Study text:

· · ·

One can sense a sort of pride in the amount of time he spends at work. But if you ask Carter what he’s really proud of, he’ll say it’s the longevity of The X-Files and the team he’s assembled at Ten Thirteen Productions (named for his birthdate, October 13, and for his lucky numbers). At the same time, he knows that, to some extent, his philosophy makes him an outsider in the industry where he’s been so successful.

“There is an attitude that effort is vulgar,” he says. “I don’t know where it comes from, but it’s a pervasive attitude. Hard work is for those guys, somebody else. If you can’t be a deal-maker, and if you can’t be out there in the trades, you’re just a content producer. And that’s kind of an irritant to me.”

Another irritant is what he calls the “dabblers” in television, the Hollywood hotshots of the feature world who descend from the film equivalent of Mt. Olympus to dip their toes in the TV waters. They have an idea and maybe a script, and maybe they’ll even direct the pilot. Then someone else runs the show.

“This is not a business for dabblers,” Carter says. “I think that’s why there’s a lot of failure, why television gets a bum rap sometimes. If you look at the good television shows, they are not created by dabblers.”

· · ·

Records supplied:
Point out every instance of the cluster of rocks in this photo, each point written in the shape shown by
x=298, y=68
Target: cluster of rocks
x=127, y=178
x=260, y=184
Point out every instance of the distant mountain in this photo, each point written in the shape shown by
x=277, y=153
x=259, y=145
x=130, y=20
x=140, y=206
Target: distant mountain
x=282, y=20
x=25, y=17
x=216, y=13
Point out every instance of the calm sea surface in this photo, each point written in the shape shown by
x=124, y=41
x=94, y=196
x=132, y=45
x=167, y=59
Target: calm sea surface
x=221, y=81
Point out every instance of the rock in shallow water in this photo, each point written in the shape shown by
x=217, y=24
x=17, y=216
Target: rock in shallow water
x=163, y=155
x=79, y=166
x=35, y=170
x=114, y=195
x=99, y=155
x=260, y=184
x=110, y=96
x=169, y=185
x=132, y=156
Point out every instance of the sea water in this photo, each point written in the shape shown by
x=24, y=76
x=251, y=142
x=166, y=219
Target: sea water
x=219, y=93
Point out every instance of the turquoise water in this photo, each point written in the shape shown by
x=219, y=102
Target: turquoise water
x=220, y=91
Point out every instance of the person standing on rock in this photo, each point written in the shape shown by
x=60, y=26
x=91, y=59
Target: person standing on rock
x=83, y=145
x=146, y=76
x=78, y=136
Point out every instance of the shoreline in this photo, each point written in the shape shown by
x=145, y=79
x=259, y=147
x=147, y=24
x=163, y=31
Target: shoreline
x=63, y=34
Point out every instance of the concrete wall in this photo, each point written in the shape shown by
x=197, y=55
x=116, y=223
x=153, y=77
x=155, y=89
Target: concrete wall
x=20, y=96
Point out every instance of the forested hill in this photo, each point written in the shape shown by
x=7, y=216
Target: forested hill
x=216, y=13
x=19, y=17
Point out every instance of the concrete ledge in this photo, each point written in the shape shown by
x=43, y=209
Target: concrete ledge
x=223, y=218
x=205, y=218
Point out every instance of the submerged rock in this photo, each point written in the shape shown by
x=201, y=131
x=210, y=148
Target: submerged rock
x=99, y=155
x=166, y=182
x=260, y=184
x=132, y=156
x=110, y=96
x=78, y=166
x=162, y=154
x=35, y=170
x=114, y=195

· · ·

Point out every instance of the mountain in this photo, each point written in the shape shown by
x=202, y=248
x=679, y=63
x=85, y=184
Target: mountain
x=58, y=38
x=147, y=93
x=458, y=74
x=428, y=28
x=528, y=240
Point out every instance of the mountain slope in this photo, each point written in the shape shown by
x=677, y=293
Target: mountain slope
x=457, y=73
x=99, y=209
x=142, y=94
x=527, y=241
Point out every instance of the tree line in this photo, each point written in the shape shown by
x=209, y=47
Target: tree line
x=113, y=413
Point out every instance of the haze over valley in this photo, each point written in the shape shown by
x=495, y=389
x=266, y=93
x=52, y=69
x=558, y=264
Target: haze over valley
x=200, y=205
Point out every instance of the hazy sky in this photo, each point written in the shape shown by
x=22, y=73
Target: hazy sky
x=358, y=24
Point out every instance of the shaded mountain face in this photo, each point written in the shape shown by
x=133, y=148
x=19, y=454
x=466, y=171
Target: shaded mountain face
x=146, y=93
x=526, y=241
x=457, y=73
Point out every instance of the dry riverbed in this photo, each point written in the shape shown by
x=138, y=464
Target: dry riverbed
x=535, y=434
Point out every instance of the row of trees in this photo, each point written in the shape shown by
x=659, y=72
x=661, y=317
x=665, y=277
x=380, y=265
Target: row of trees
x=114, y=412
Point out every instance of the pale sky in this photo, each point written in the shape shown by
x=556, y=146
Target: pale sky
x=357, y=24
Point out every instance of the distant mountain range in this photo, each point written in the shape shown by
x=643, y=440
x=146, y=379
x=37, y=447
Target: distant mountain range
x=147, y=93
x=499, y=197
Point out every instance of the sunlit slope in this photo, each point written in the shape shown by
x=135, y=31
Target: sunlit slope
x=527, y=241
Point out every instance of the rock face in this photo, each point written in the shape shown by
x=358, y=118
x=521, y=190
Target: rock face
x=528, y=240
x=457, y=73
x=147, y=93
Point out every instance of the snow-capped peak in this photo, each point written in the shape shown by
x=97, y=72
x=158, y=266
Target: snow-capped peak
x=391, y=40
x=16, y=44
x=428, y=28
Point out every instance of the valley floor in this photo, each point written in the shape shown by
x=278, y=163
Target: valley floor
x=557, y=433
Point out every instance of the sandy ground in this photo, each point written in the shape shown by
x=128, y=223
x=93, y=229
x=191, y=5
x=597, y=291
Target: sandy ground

· · ·

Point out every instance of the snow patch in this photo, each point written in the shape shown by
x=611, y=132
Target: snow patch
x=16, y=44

· · ·

Task instructions: Write out the passage about Carter from "One can sense" up to and including "been so successful.".

The answer:
One can sense a sort of pride in the amount of time he spends at work. But if you ask Carter what he’s really proud of, he’ll say it’s the longevity of The X-Files and the team he’s assembled at Ten Thirteen Productions (named for his birthdate, October 13, and for his lucky numbers). At the same time, he knows that, to some extent, his philosophy makes him an outsider in the industry where he’s been so successful.